This land could become a closed data center instead of a public space.

Brevard adopted Ordinance No. 2026-11 — a temporary moratorium on data centers, cryptomining facilities, and server farms — because these high-impact uses raised serious questions about power, water, noise, heat, and community fit. The moratorium expires July 2, 2026. The community deserves to see and compare both futures before anything is approved.

The Better Fit

A future people can actually experience.

This is not just about opposing one use. It is about naming a better one: a restorative landscape that supports wellness, recreation, tourism, education, arts, public access, and long-term pride.

Beauty

Turn a hard industrial legacy into a visible field of renewal people can see, walk, photograph, and care for.

Wellness

Create a calm public landscape tied to movement, retreat, fresh air, mountain identity, and community health.

Recreation

Connect trails, biking, walking, river access, family use, and the outdoor character of Brevard and Pisgah Forest.

Education

Use the land as a living classroom for brownfield history, phytomanagement, native planting, ecology, art, and stewardship.

Walking and biking trail beside a clear stream with sunflowers, native grasses, wildflowers, and mountain views.

Trails • Water • Public Access

The vision becomes real when people can walk through it.

Sunflowers are the invitation. Trails, stream edges, native plantings, gathering places, and careful public access are what turn that invitation into a living community space.
########################################
■ REQUIRED TASKS:
1/ According to the text about the Brevard land, on what date does the moratorium expire?
2/ Repeat the passage of the text about the Brevard land between "A future people" and "and care for.", inclusive.

Items from a data source
########################################
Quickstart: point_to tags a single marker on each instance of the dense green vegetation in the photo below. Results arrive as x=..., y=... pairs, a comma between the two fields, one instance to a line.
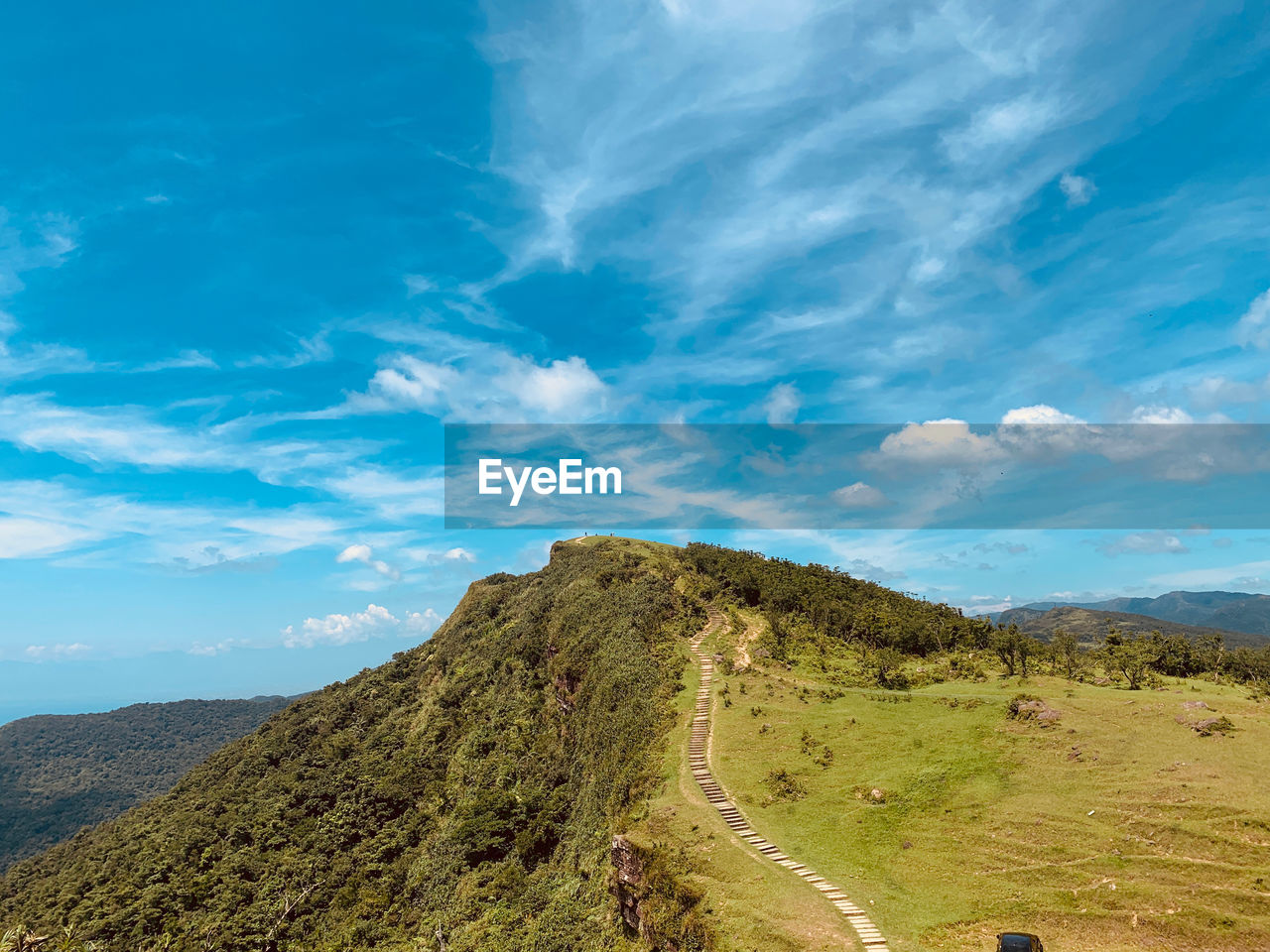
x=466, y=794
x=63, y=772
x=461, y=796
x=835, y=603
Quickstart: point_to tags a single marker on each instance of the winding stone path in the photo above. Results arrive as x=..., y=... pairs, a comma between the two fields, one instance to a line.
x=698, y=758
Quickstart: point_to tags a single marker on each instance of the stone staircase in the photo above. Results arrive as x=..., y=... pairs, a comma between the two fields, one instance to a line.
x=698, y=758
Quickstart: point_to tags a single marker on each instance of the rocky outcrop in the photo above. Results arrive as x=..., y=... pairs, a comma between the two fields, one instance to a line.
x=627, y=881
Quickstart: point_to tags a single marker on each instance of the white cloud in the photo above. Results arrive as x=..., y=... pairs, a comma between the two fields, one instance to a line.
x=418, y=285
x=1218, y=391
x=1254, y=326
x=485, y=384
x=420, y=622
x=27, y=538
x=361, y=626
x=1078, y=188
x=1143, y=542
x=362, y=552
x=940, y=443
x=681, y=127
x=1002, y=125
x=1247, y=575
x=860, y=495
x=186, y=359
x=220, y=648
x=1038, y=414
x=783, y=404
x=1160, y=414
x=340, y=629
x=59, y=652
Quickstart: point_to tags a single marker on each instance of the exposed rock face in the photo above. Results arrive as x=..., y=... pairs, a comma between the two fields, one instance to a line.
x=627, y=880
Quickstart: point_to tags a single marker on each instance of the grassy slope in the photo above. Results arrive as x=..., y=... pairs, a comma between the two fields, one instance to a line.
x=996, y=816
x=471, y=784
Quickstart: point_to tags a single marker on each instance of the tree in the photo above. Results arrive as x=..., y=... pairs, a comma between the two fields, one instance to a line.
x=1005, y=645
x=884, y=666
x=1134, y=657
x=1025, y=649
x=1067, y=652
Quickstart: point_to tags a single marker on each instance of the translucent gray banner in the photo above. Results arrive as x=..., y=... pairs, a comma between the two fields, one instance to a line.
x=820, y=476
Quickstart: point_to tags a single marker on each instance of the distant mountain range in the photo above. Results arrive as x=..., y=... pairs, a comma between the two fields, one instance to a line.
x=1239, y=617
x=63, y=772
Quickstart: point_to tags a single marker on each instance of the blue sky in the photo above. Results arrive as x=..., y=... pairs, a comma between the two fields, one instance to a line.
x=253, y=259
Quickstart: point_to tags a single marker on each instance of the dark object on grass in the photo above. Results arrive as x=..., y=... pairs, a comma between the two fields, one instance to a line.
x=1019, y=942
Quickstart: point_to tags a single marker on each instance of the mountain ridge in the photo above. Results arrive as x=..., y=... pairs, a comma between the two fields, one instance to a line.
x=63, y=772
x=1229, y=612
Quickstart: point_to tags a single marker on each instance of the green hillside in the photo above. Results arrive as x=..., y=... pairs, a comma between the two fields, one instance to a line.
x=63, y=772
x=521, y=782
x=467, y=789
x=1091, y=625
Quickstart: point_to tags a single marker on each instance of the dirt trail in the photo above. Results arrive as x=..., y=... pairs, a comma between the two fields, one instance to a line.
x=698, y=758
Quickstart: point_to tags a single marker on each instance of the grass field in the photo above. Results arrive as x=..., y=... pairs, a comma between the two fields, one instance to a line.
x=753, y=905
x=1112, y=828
########################################
■ ANSWERS IN ORDER:
1/ July 2, 2026.

2/
A future people can actually experience.

This is not just about opposing one use. It is about naming a better one: a restorative landscape that supports wellness, recreation, tourism, education, arts, public access, and long-term pride.

Beauty

Turn a hard industrial legacy into a visible field of renewal people can see, walk, photograph, and care for.